Fragment tekstu:
• • • • •

Wolff: W sezonie 2022 układ sił w F1 pogrąży się w chaosie

Austriak ponownie podkreśla również, że to Red Bull dysponuje najmocniejszym pakietem.
24.04.2120:55
Maciej Wróbel
3306wyświetlenia
Embed from Getty Images

Toto Wolff spodziewa się, że stawka F1 pogrąży się w totalnym chaosie, gdy dojdzie do planowanej na rok 2022 rewolucji w przepisach.

W związku z kryzysem wywołanym pandemią COVID-19, podjęto w ubiegłym roku decyzję o przesunięciu na rok 2022 wprowadzenia nowego zestawu przepisów technicznych. Większość przepisów na rok 2021 została zamrożona, co spowodowało zmniejszenie się różnic pomiędzy czołowymi zespołami a resztą stawki.

Mniej niż pół sekundy dzieliło ośmiu najlepszych zawodników sobotnich kwalifikacji do ostatniego Grand Prix Emilii-Romanii. Dla porównania, drugi w ubiegłorocznej czasówce na Imoli Lewis Hamilton miał wówczas pół sekundy przewagi nad trzecim Maksem Verstappenem i niemal sekundę nad siódmym Charlesem Leclerkiem.

Wiele osób obawia się, że nadchodząca rewolucja techniczna spowoduje utratę konkurencyjności większości stawki. Szef Mercedesa, Toto Wolff, uważa, że całkiem logicznym było spodziewać się zbliżenia się zespołów po utrzymaniu przepisów. Jednocześnie Austriak uważa, że większe różnice mogą powrócić po zmianie regulacji w 2022 roku.

• • • • •

Zestawienie danych:
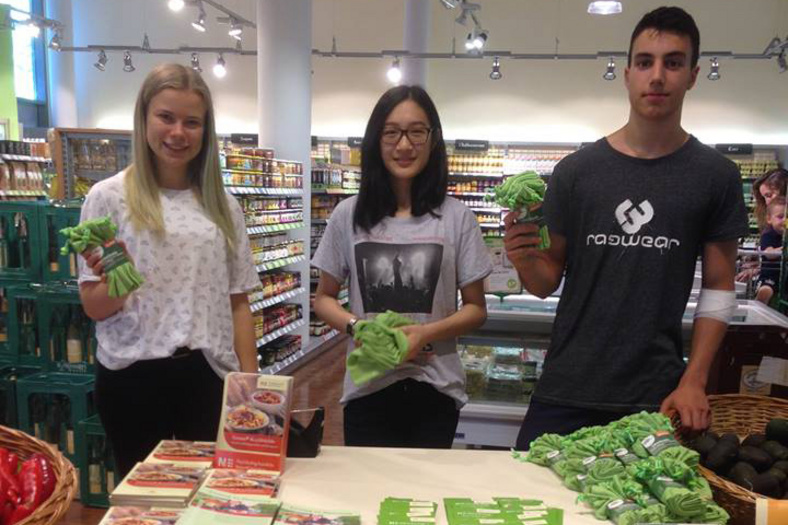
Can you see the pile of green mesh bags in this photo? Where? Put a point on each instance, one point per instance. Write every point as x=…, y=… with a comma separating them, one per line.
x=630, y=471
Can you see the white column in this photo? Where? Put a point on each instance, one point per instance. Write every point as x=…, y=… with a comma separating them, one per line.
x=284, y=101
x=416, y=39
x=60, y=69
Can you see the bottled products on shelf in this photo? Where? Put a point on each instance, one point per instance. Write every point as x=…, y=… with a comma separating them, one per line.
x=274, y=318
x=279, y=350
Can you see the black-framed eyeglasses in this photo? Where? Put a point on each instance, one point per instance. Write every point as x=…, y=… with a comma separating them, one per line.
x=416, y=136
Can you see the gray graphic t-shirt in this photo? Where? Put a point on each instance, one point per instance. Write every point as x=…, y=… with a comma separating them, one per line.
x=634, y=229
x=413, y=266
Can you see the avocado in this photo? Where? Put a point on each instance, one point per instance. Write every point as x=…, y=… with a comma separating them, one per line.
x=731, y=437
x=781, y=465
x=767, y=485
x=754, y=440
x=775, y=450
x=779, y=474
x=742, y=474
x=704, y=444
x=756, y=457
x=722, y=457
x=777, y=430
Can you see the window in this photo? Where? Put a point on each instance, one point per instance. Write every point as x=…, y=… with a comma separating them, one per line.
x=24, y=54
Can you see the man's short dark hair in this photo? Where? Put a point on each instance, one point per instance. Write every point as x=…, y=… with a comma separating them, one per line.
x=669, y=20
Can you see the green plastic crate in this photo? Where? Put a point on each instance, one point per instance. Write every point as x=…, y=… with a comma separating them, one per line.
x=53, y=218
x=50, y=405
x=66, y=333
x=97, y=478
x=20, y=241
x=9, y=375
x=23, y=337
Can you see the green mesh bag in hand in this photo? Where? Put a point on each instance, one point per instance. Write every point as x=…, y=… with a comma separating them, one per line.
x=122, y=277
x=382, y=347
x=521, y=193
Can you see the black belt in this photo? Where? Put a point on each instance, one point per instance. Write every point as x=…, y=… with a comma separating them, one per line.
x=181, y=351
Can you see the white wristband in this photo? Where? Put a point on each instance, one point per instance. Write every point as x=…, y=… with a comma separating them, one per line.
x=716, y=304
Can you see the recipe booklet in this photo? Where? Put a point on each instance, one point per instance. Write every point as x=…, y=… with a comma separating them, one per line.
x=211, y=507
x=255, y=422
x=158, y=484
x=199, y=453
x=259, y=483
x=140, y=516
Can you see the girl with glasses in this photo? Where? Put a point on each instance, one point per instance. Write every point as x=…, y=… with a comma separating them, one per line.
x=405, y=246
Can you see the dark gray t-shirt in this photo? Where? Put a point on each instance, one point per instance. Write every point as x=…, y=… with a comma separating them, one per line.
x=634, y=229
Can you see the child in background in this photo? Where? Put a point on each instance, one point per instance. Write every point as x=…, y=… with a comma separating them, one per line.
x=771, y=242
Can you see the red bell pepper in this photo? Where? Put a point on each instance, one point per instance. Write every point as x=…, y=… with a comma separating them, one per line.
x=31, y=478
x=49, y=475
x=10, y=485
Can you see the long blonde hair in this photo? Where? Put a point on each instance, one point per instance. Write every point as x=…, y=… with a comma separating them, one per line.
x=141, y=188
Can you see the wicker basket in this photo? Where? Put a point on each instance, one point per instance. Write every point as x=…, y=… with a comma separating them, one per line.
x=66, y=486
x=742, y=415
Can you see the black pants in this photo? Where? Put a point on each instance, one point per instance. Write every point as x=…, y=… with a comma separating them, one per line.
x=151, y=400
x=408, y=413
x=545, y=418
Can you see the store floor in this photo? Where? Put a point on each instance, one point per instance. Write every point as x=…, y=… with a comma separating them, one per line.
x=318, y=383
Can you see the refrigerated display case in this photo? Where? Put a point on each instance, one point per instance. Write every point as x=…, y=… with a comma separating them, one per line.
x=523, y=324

• • • • •

Twoje zadania:
**a.** Ile czasu dzieliło ośmiu najlepszych zawodników sobotnich kwalifikacji do ostatniego Grand Prix Emilii-Romanii według artykułu o Wolffie?
**b.** Zwróć wiernie fragment artykułu o Wolffie, który otwierają słowa zawierające "W związku z", a zamykają słowa "siódmym Charlesem Leclerkiem.".
**c.** Proszę poprowadzić dalej artykuł o Wolffie, zaczynając zaraz po jego ostatnim zdaniu.
Zestawienie pochodzi z innego źródła niż artykuł o Wolffie.

Wyniki zadań:
**a.** Mniej niż pół sekundy.

**b.**
W związku z kryzysem wywołanym pandemią COVID-19, podjęto w ubiegłym roku decyzję o przesunięciu na rok 2022 wprowadzenia nowego zestawu przepisów technicznych. Większość przepisów na rok 2021 została zamrożona, co spowodowało zmniejszenie się różnic pomiędzy czołowymi zespołami a resztą stawki.

Mniej niż pół sekundy dzieliło ośmiu najlepszych zawodników sobotnich kwalifikacji do ostatniego Grand Prix Emilii-Romanii. Dla porównania, drugi w ubiegłorocznej czasówce na Imoli Lewis Hamilton miał wówczas pół sekundy przewagi nad trzecim Maksem Verstappenem i niemal sekundę nad siódmym Charlesem Leclerkiem.

**c.**
Jeśli nie zmieniasz przepisów, stawka zbliży się do siebie - powiedział Wolff. Ci z przodu zyskują coraz mniej, nawet przy większym wysiłku. Forma zespołów, które są w tyle, będzie rosła szybciej, a potem nastąpi konwergencja. Jeśli spojrzeć na ostatnie kwalifikacje, to były one na najwyższym poziomie. Czuję, że jest to kierunek, w którym powinniśmy podążać.

Moim zdaniem w przyszłym sezonie po raz kolejny układ sił pogrąży się w kompletnym chaosie. Może nie z Mercedesem z przodu, ale na pewno wrócimy do punktu wyjścia.

Mercedes w tej chwili toczy wyrównany bój z zespołem Red Bulla. Po dwóch rundach oba te zespoły mają po jednym zwycięstwie na swoim koncie. Zdaniem Wolffa, obrońcy tytułu wciąż mają przed sobą wiele pracy, bowiem to stajnia z Milton Keynes dyktowała tempo na Imoli.

W tej chwili jesteśmy za Red Bullem we wszystkich obszarach samochodu - stwierdził 49-latek. Najpierw musimy odrobić straty. Myślę, że bogowie wyścigów byli dla nas łaskawi w Bahrajnie, dzięki czemu wyciągnęliśmy tam maksimum z naszego samochodu.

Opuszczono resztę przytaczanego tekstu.